• **Objective**
Rewrite the lines below as a numbered list, leaving out any blank lines.
>>>
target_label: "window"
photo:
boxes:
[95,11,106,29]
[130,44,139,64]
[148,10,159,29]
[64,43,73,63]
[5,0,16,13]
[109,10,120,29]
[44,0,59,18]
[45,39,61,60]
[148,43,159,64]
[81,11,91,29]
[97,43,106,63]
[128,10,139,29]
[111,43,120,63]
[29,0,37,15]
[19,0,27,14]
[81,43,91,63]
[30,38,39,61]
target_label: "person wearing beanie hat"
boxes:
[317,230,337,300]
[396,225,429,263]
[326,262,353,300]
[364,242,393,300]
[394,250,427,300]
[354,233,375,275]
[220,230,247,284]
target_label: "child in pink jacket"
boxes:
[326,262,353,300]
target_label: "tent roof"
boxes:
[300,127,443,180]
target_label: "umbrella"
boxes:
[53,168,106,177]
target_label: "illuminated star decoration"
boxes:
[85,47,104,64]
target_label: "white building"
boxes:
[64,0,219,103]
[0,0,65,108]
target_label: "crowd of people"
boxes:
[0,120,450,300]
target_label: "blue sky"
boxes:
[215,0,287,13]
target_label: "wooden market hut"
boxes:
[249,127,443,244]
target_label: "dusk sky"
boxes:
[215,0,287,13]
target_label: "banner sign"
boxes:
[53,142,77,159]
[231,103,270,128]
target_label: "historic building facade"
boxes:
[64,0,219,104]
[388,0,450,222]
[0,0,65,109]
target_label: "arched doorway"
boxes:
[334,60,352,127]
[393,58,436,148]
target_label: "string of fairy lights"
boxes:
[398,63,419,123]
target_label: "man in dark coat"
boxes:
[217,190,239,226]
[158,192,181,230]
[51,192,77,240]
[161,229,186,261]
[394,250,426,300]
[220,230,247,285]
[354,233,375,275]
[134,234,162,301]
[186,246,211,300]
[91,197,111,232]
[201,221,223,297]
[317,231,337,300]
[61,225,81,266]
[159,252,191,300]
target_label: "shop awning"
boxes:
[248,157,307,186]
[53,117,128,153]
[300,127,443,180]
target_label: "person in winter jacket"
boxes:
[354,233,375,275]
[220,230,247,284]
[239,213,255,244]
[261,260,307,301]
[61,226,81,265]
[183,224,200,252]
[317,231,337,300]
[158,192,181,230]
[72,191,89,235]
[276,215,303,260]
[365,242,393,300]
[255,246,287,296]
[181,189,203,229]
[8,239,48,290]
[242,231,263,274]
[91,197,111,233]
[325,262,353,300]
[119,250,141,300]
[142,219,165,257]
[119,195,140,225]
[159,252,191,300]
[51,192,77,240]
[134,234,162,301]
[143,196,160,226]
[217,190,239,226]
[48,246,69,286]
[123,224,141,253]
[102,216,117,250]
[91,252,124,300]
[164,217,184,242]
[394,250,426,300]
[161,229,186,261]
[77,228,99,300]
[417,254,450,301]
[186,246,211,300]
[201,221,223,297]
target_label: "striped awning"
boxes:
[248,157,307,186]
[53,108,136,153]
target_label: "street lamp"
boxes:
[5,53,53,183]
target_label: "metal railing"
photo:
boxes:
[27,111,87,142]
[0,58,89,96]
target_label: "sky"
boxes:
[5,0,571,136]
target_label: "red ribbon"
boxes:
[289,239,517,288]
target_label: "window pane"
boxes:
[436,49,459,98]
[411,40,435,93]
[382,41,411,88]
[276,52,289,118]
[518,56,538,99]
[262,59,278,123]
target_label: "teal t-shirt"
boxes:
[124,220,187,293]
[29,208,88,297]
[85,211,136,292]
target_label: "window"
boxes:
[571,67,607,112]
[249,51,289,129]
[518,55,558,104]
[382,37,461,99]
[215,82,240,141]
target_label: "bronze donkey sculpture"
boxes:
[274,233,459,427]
<<<
• **Solution to the exercise**
1. target_label: "window"
2. photo:
3. boxes:
4. [95,11,106,29]
5. [130,44,139,64]
6. [148,10,159,29]
7. [64,43,73,63]
8. [5,0,16,13]
9. [109,10,120,29]
10. [44,0,59,18]
11. [45,39,61,60]
12. [148,43,159,64]
13. [81,11,91,29]
14. [97,43,106,63]
15. [128,10,139,29]
16. [111,43,120,63]
17. [29,0,37,15]
18. [19,0,27,14]
19. [81,43,91,63]
20. [30,38,39,61]
21. target_label: "person wearing beanie hat"
22. boxes:
23. [317,230,337,300]
24. [396,225,429,263]
25. [326,262,353,300]
26. [364,242,393,300]
27. [394,250,427,300]
28. [354,233,375,275]
29. [220,230,247,284]
30. target_label: "child in pink jacket"
31. boxes:
32. [326,262,353,300]
33. target_label: "tent roof"
34. boxes:
35. [300,127,443,180]
36. target_label: "umbrella"
37. boxes:
38. [53,168,106,177]
39. target_label: "illuminated star decoration"
40. boxes:
41. [85,47,104,64]
42. target_label: "white building"
43. boxes:
44. [64,0,219,103]
45. [0,0,65,108]
46. target_label: "crowd of people"
47. boxes:
48. [0,120,450,300]
49. target_label: "blue sky"
50. boxes:
51. [215,0,287,13]
52. target_label: "wooden market hut"
53. boxes:
54. [249,127,443,244]
55. target_label: "dusk sky"
56. boxes:
57. [215,0,287,13]
58. target_label: "banner sign"
59. boxes:
60. [53,142,77,159]
61. [231,103,270,128]
62. target_label: "historic building facade"
63. boxes:
64. [64,0,219,104]
65. [388,0,450,222]
66. [0,0,65,109]
67. target_label: "arched doorway"
68. boxes:
69. [334,60,352,127]
70. [393,58,436,148]
71. target_label: "string of fairy lights"
72. boxes:
73. [398,63,419,123]
74. target_label: "man in dark coat"
75. boxes:
76. [217,190,239,226]
77. [158,192,181,230]
78. [51,192,77,240]
79. [161,229,186,261]
80. [394,250,426,300]
81. [220,230,247,285]
82. [354,233,375,275]
83. [134,234,162,301]
84. [186,246,211,300]
85. [91,197,111,232]
86. [201,221,223,297]
87. [317,231,337,300]
88. [61,225,81,266]
89. [159,252,191,300]
90. target_label: "shop awning"
91. boxes:
92. [248,157,307,186]
93. [53,117,128,153]
94. [300,127,443,180]
95. target_label: "person in winter jacket"
96. boxes:
97. [354,233,375,275]
98. [220,230,247,284]
99. [239,213,255,244]
100. [261,260,307,301]
101. [61,226,81,265]
102. [183,224,200,252]
103. [317,231,337,300]
104. [158,192,181,230]
105. [72,191,89,235]
106. [276,215,303,260]
107. [365,242,393,300]
108. [255,246,287,296]
109. [181,189,203,229]
110. [8,239,48,290]
111. [242,231,263,274]
112. [91,197,111,233]
113. [325,262,353,300]
114. [119,250,141,300]
115. [142,219,165,257]
116. [119,195,140,225]
117. [159,252,191,300]
118. [51,192,77,240]
119. [134,234,162,301]
120. [143,196,160,226]
121. [217,190,239,226]
122. [48,246,69,286]
123. [123,224,141,253]
124. [102,216,117,250]
125. [91,252,124,300]
126. [164,217,184,242]
127. [394,250,426,300]
128. [161,229,186,261]
129. [77,228,99,300]
130. [417,254,450,301]
131. [186,246,211,300]
132. [201,221,223,297]
133. target_label: "striped awning"
134. boxes:
135. [248,157,307,186]
136. [53,108,136,153]
137. target_label: "street lamp"
138. boxes:
139. [5,53,53,183]
140. target_label: "metal railing"
141. photo:
142. boxes:
143. [27,111,87,142]
144. [0,58,89,96]
145. target_label: "sky"
146. boxes:
147. [5,0,571,136]
148. target_label: "red ribbon"
149. boxes:
150. [289,239,517,288]
151. target_label: "window pane"
152. boxes:
153. [436,49,459,98]
154. [411,40,435,93]
155. [382,41,411,88]
156. [276,52,289,118]
157. [518,56,538,99]
158. [262,59,278,123]
159. target_label: "teal t-shirt"
160. boxes:
161. [124,220,187,293]
162. [29,208,88,297]
163. [85,211,136,292]
164. target_label: "window"
165. boxes:
166. [571,67,607,112]
167. [249,51,289,129]
168. [518,55,558,104]
169. [382,37,461,99]
170. [215,82,240,141]
171. target_label: "bronze donkey sculpture"
172. boxes:
173. [274,233,459,427]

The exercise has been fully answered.